— TASK INSTRUCTIONS —
Nothing but the lines from the one containing "box: [482, 19, 493, 44]" through the end of the data should be output, each reproduced exactly.

— RECORDS FOR THE TASK —
════════════════════

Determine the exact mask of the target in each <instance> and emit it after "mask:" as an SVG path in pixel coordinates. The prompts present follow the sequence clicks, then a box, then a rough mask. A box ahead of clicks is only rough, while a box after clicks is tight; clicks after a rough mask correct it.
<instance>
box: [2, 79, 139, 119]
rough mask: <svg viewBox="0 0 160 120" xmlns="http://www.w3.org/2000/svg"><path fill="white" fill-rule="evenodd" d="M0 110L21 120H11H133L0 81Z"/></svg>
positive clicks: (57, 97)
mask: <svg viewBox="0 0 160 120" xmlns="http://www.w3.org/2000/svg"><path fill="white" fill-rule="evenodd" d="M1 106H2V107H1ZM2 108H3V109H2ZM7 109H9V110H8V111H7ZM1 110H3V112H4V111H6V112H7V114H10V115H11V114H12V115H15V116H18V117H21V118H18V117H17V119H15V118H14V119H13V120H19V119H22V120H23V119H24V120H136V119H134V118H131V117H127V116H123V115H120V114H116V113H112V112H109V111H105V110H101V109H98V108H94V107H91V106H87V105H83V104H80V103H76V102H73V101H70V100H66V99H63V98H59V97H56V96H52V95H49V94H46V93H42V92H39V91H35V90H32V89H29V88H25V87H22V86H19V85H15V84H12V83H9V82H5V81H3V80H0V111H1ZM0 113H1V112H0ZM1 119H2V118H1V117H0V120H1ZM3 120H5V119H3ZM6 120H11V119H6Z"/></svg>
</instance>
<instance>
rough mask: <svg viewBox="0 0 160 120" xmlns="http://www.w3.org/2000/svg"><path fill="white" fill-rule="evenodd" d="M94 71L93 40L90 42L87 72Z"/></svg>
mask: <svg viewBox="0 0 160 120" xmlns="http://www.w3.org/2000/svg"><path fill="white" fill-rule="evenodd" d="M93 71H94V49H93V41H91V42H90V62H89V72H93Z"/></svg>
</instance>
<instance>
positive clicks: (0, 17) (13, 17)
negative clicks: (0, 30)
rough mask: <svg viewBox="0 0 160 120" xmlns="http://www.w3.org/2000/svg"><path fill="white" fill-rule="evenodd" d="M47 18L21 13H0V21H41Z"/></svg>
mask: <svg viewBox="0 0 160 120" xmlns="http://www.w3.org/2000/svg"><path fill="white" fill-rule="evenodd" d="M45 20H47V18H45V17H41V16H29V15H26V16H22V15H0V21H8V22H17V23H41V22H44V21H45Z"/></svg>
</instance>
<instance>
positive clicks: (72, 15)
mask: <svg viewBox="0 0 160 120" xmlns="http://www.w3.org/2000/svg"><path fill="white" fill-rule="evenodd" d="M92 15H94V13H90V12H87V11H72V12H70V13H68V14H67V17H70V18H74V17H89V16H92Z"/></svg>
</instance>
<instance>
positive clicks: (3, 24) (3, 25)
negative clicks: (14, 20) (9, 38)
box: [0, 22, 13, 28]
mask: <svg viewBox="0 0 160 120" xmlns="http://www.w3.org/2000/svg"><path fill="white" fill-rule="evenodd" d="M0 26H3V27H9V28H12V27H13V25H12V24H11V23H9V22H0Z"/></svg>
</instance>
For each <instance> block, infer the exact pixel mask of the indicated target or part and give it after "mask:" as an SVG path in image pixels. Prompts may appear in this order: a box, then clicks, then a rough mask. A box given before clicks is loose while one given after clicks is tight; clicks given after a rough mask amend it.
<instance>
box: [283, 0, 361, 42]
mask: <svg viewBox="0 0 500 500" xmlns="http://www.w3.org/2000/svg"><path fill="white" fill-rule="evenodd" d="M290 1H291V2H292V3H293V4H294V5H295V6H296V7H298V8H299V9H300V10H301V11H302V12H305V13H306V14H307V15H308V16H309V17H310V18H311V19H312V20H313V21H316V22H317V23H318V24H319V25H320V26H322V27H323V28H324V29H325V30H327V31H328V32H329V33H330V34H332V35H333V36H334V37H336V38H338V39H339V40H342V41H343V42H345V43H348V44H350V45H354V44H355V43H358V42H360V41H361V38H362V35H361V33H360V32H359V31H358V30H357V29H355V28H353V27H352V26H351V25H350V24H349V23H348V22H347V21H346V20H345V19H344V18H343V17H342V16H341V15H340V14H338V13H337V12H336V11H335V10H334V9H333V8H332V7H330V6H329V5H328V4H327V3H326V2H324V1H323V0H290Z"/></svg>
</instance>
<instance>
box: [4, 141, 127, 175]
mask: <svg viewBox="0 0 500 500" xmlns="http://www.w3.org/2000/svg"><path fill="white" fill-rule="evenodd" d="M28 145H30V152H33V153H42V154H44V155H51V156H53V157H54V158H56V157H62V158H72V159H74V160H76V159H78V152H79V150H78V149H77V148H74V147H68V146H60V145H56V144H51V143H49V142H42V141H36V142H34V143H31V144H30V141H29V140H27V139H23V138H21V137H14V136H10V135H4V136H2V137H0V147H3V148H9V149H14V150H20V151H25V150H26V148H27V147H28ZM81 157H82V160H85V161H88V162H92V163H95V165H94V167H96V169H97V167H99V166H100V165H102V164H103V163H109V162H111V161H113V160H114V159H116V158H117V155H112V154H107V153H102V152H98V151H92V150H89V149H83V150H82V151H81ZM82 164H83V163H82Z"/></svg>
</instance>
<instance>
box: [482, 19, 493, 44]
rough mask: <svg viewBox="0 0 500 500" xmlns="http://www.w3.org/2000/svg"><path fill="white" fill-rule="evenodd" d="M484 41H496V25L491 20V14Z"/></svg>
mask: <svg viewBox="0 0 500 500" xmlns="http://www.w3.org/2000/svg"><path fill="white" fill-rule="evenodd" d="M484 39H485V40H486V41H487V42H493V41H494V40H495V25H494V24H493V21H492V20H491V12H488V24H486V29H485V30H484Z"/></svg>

════════════════════

— THE ANSWER —
box: [482, 19, 493, 44]
rough mask: <svg viewBox="0 0 500 500" xmlns="http://www.w3.org/2000/svg"><path fill="white" fill-rule="evenodd" d="M484 41H496V25L491 20V14Z"/></svg>
mask: <svg viewBox="0 0 500 500" xmlns="http://www.w3.org/2000/svg"><path fill="white" fill-rule="evenodd" d="M484 39H485V40H486V41H487V42H493V41H494V40H495V25H494V24H493V21H492V20H491V12H488V24H486V29H485V30H484Z"/></svg>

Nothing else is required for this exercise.